* _EXERCISE DIRECTIONS_: Quote verbatim every line of the material from the line containing "of the telegraph" through the end of the material, both ends included.

* _RECORDS SHOWN_:
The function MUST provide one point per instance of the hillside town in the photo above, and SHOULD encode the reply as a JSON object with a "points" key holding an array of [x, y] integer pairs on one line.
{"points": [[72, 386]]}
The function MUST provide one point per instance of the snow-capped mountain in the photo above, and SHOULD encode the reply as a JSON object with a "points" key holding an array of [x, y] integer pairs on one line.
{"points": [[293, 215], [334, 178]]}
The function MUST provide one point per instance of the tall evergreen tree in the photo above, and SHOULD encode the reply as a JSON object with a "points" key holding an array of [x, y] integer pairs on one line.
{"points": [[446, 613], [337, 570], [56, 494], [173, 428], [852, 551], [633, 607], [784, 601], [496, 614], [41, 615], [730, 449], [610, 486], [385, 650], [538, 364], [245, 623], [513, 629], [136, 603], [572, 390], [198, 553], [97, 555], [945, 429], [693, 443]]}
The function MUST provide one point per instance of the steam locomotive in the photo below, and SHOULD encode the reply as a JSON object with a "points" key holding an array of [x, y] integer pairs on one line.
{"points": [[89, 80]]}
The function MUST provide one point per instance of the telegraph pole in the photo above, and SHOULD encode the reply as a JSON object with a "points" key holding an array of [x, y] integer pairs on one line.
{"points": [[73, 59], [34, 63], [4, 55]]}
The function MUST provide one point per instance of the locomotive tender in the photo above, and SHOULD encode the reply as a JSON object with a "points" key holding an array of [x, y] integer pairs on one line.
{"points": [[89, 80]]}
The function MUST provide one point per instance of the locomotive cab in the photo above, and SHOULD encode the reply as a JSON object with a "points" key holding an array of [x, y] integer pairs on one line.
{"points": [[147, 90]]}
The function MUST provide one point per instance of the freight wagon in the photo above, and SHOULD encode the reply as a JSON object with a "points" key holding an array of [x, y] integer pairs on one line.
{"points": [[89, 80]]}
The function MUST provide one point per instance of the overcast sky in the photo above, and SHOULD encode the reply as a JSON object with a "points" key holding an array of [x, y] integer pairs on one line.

* _RESPONSE_:
The function MUST provide one point per instance of the telegraph pole in the photo above, and SHOULD encode the reply as a JSON object with a "points" key holding an array of [x, y] integer pairs on one line.
{"points": [[73, 59], [34, 63], [4, 55]]}
The function MUST provide one point per instance of the locomotive tender in the photo above, and SHOULD encode the reply as a JSON object with a "points" key holding an array of [x, y] integer pairs on one line.
{"points": [[89, 80]]}
The function MUST provide one point per instance of the locomotive cab in the photo above, and SHOULD encode the reply as a JSON object with a "points" key holding an array of [x, y] integer pairs on one line.
{"points": [[147, 90]]}
The function MUST provide one point per instance of the freight wagon in the photo above, and SHOULD encode the reply as a JSON object with a "points" key holding an array of [x, y] integer pairs on one line.
{"points": [[89, 80]]}
The function MUST provide one point per instance of the overcast sky in the photo above, and SHOULD encode the reply as a JSON object with a "points" key holding an array of [x, y] integer pairs on one line.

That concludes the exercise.